── Task data ──
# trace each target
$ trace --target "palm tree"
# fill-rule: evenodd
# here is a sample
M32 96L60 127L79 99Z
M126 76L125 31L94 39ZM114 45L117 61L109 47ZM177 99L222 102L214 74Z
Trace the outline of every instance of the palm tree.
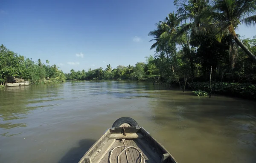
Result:
M154 38L149 42L155 41L150 48L150 49L156 48L157 51L164 51L168 58L168 54L171 53L169 48L172 43L170 38L175 34L180 21L177 17L177 14L174 13L170 13L166 17L164 21L160 21L156 24L157 29L151 31L148 36L153 36ZM175 48L175 46L174 46Z
M256 56L239 40L235 30L243 23L247 26L256 25L256 0L215 0L212 11L204 13L204 18L212 20L218 32L216 36L220 42L227 34L236 43L254 62ZM230 46L230 49L233 48ZM230 51L232 52L232 50Z
M103 74L103 69L101 67L99 69L99 74L100 75L102 75Z
M106 71L108 72L111 72L112 70L112 68L111 68L111 65L110 64L108 65L107 65L107 68L106 68Z

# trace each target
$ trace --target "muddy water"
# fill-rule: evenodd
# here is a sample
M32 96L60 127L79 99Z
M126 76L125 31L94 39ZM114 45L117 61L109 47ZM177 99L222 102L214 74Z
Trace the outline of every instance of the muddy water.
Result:
M144 83L0 89L0 162L77 162L116 119L128 116L179 163L255 163L256 111L252 101Z

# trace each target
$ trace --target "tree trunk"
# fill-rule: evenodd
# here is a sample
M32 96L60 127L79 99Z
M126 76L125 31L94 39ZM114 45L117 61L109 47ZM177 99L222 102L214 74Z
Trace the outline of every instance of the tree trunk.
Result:
M195 73L194 72L194 65L193 63L193 57L190 57L190 64L191 66L191 72L192 73L192 78L193 78L195 77Z
M210 97L211 98L211 96L212 96L212 86L211 86L211 81L212 80L212 66L211 67L211 73L210 73Z
M185 88L186 87L186 78L185 80L185 84L184 85L184 88L183 89L183 92L185 91Z
M253 53L252 53L251 51L250 51L250 50L249 50L248 48L246 47L246 46L245 46L244 44L243 43L242 43L242 42L239 40L237 36L235 36L234 40L236 43L237 43L237 44L241 48L241 49L244 51L245 53L246 53L247 55L249 55L249 56L251 59L252 59L255 62L256 62L256 56L253 54Z

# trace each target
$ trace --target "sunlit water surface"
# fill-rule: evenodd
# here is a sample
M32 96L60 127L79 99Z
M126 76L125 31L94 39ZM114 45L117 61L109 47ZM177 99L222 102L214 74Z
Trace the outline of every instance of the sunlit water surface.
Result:
M77 163L131 117L179 163L256 162L256 103L128 81L0 89L0 162Z

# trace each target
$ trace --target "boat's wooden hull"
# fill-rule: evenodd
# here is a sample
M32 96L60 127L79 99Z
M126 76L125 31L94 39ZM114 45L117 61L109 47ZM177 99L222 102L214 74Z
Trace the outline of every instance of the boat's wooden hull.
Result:
M122 130L123 130L122 127L108 129L79 163L117 163L117 157L125 147L118 147L114 150L112 149L117 146L123 146L123 142L121 141L122 139L124 140L123 139L125 139L124 142L126 146L140 149L145 158L145 163L177 163L171 154L143 128L126 127L125 136L123 133L121 133ZM111 150L112 151L111 152ZM141 157L137 150L134 148L126 150L127 154L125 152L120 154L119 163L127 163L127 159L129 163L140 162ZM111 153L112 154L110 160Z
M13 86L28 86L29 85L29 83L9 83L6 84L6 86L8 87L13 87Z

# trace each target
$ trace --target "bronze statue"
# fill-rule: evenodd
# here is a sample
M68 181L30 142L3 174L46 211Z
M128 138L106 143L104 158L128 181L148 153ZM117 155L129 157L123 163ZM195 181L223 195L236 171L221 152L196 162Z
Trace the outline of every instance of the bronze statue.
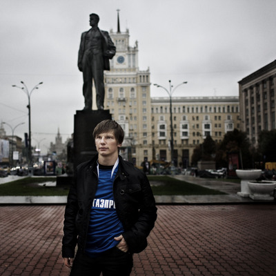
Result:
M83 110L92 109L92 79L96 88L97 107L98 110L103 109L103 70L110 70L109 59L116 54L116 47L108 32L98 28L99 21L97 14L90 14L90 25L92 28L81 34L78 67L83 76Z

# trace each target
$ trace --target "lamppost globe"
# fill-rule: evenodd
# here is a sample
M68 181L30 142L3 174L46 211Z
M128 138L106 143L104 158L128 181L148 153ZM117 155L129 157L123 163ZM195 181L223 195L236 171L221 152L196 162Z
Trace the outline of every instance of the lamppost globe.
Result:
───
Given exercise
Reproduce the entries word for word, from the very beginning through the line containing "M106 71L108 72L111". Leave out the picture.

Written answer
# trace each target
$ trace --target "palm tree"
# fill-rule: evenodd
# here is a sample
M32 96L60 127L79 99Z
M126 76L125 31L94 39ZM114 45L117 61L109 47ZM177 99L222 102L214 74Z
Trace the outline of every instance of the palm tree.
Result:
M154 38L149 42L155 41L150 48L150 49L156 48L157 51L164 51L168 58L168 54L171 53L169 48L172 43L170 38L175 34L180 21L177 17L177 14L174 13L170 13L166 17L164 21L160 21L156 24L157 29L151 31L148 36L153 36ZM175 48L175 46L174 46Z
M256 56L239 40L235 30L243 23L247 26L256 25L256 0L215 0L212 11L204 13L204 18L212 20L218 32L216 36L220 42L227 34L236 43L254 62ZM230 46L230 49L233 48ZM230 51L232 52L232 50Z
M103 74L103 69L101 67L99 69L99 74L100 75L102 75Z
M106 71L108 72L111 72L112 70L112 68L111 68L111 65L110 64L108 65L107 65L107 68L106 68Z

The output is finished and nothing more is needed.